══ INFORMATION SHOWN ══

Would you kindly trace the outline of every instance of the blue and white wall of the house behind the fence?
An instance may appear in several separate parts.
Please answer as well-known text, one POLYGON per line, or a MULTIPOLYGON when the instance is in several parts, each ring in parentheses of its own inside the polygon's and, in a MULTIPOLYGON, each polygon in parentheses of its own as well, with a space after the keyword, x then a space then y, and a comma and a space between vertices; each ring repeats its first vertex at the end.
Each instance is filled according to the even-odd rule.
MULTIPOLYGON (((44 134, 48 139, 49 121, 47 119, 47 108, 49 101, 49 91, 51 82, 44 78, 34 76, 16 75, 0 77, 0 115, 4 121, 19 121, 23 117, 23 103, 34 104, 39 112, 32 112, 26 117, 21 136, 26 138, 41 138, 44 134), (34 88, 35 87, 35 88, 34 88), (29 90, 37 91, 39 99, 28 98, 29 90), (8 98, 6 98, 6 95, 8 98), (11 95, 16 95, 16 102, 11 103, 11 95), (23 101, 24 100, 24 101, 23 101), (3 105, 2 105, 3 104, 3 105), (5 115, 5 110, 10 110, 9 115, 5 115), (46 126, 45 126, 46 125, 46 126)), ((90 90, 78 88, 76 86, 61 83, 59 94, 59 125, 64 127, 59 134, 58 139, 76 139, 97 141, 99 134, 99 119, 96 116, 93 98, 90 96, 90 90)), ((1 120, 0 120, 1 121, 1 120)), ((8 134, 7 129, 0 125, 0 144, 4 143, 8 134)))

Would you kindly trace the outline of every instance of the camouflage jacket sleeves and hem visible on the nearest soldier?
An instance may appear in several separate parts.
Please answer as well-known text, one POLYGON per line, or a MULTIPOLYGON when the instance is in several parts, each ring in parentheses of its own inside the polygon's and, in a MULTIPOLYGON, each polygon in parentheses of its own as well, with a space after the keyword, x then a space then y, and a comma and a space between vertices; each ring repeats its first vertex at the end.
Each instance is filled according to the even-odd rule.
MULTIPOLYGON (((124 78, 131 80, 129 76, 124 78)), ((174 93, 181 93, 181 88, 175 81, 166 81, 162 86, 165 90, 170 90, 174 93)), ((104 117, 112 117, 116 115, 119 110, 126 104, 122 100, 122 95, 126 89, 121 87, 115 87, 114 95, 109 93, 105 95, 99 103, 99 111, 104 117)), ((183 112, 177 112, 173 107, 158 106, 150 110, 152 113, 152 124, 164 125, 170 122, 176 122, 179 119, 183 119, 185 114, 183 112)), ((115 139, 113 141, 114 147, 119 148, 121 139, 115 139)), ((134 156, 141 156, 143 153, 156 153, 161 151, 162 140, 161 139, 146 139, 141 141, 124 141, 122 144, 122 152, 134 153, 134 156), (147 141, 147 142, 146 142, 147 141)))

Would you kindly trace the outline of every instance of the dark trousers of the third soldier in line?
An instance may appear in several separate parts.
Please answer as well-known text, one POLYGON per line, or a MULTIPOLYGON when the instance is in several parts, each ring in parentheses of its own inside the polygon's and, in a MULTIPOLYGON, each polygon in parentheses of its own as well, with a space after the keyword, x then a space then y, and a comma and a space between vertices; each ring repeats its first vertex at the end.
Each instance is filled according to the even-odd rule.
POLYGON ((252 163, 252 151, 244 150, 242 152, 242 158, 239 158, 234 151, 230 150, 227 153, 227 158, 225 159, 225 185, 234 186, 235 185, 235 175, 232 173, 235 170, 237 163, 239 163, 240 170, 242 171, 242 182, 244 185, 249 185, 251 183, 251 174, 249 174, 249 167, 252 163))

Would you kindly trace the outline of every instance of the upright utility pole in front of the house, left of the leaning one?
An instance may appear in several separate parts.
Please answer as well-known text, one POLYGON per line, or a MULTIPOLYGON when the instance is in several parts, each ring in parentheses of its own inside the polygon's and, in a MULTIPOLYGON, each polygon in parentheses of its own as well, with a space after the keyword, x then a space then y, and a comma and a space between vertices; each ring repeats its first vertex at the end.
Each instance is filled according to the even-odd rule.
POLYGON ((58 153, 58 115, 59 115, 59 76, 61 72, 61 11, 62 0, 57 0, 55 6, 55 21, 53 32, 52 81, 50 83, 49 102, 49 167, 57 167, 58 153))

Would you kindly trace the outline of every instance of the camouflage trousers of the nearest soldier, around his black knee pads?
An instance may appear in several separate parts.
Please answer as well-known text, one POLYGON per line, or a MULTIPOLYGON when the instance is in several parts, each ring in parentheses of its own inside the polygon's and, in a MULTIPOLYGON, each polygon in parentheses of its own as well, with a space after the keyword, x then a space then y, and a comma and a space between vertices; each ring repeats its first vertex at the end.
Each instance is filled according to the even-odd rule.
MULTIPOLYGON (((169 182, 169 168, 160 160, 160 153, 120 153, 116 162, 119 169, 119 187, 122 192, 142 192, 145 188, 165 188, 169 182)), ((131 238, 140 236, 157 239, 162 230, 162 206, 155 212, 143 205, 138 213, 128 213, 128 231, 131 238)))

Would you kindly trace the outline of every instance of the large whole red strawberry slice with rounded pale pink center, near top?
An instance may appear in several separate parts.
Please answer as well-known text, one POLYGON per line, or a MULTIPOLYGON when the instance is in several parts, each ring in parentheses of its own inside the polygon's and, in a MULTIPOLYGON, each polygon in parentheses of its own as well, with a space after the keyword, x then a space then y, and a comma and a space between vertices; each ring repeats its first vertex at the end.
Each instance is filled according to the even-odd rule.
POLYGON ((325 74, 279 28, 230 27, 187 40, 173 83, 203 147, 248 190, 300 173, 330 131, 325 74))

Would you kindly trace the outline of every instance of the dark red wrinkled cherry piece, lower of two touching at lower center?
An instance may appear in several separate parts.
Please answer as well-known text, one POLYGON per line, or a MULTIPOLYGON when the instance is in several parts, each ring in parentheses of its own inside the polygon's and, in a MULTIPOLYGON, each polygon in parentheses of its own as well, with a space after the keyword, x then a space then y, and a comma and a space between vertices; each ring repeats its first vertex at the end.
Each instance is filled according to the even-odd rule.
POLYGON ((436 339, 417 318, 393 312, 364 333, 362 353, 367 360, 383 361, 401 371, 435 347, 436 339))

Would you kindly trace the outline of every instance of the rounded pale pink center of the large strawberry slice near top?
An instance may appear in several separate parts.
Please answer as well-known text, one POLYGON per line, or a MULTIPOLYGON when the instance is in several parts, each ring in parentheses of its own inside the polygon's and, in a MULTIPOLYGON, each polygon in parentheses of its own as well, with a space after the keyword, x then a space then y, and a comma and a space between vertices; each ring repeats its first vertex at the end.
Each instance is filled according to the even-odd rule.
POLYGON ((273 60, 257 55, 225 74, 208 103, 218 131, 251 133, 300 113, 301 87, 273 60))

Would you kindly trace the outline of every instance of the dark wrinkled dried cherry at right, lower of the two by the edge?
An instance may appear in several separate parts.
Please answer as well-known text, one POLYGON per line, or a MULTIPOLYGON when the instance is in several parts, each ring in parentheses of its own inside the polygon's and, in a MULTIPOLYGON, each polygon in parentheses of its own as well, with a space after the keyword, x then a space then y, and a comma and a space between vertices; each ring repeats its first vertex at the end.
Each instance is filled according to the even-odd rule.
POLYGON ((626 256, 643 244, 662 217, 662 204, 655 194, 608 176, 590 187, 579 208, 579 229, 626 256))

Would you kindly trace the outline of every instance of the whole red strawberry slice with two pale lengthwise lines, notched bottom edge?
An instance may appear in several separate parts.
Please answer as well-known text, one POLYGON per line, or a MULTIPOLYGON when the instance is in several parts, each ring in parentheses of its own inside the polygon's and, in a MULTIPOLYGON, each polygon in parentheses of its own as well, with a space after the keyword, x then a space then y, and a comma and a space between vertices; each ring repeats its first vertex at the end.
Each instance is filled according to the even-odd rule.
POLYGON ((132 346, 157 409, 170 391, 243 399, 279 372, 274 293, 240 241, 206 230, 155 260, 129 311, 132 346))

═══

- [PROBLEM TO WORK ON] Working through the entries above, copy every line in which "nearest" is found.

- [ANSWER SECTION]
Would you kindly trace the outline of every instance of the camouflage jacket sleeves and hem visible on the nearest soldier?
Would you kindly trace the outline of every instance of the camouflage trousers of the nearest soldier, around his black knee pads?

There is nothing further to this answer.